_TEXTE_
---*---

Il y a des cauchemars si terrifiants qu'on hésite à les raconter. Dans la banlieue de Norilsk, une ville industrielle du Grand Nord sibérien, se dresse une montagne, battue par le vent glacial. Huit mois par an, l'hiver polaire pétrifie cette terre. Vienne le printemps, et des ruisseaux charrient une boue visqueuse de neige liquéfiée où les pieds s'enfoncent; la montagne de Norilsk se met à fondre, elle pousse un long soupir. Et le cauchemar recommence: «On voit des crânes humains, chuchote un habitant d'une voix blanche. Des os entiers dévalent la pente.» Au moins 100 000 personnes sont enterrées ici. Prisonniers et exilés sous Staline, pour la plupart, rejoints dans la mort par leurs gardiens. S'ils étaient vivants, ces hommes et ces femmes pourraient contempler une ville qu'ils ont construite de leurs mains, au temps des goulags. Désormais, leurs fantômes courent les rues. A Norilsk, des enfants ont inventé de nouveaux jeux avec des morceaux de squelette, ramassés sur la colline. Des crânes ont été cloués aux murs d'une boîte de nuit, «afin d'animer les effets de lumière». D'autres sont transformés en cendriers par des «businessmen», comme ils disent. Découpée à la scie et munie de charnières, la boîte crânienne devient couvercle.

---*---

_EXTRAITS DE DONNÉES_
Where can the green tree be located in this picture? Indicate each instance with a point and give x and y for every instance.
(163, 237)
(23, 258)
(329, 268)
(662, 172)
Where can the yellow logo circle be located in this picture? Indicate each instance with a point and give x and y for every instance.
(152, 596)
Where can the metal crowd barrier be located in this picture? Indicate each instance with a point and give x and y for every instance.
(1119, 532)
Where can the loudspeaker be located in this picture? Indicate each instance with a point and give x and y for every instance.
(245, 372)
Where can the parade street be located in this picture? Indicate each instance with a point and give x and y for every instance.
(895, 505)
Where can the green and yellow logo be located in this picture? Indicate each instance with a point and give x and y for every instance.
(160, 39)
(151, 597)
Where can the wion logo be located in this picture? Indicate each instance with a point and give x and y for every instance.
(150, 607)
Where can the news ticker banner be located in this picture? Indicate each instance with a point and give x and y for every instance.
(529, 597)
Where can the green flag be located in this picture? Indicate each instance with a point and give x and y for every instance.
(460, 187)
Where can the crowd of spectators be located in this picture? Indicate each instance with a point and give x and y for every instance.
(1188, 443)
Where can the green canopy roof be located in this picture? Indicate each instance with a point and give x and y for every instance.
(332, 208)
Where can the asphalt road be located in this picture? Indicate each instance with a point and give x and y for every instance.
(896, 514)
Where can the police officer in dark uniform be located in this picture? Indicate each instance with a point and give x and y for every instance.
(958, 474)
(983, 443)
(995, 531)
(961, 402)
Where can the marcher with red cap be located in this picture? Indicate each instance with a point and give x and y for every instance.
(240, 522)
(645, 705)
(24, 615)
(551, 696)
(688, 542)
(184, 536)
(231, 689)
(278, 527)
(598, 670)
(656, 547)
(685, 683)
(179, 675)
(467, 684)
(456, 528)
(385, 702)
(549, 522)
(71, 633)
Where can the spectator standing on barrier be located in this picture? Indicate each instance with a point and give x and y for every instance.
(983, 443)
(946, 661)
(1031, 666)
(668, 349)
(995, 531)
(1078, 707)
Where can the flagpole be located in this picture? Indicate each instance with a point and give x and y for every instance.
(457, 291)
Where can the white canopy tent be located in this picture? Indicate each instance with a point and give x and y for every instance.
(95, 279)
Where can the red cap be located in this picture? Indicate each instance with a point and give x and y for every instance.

---*---

_VOTRE TÂCHE_
Rédigez la suite du texte sur Norilsk et ses ossements, en reprenant juste après sa dernière phrase.

_RÉSULTAT DE L'EXERCICE_
...Ces morts de Norilsk sont peut-être ceux qui hantent le plus nos souvenirs, au retour d'un périple de près de 3 000 kilomètres le long de l'Ienisseï, fleuve majestueux qui réveille, au centre géographique de la Russie, l'immensité des forêts et des steppes. Sur ses rives, loin de Moscou, vivent ceux que la loi rendit longtemps «invisibles». Pendant une bonne partie du xxe siècle, ils eurent seulement le droit de se taire. Chasseurs dans la taïga ou dirigeants d'entreprise, marins ou paysans, jeunes ambitieux ou retraités misérables, politiciens ou bagnards d'un camp de travail, ils s'adaptent, tant bien que mal, aux bouleversements du pays. Et forment, ensemble, un portrait éclaté de la Russie d'aujourd'hui.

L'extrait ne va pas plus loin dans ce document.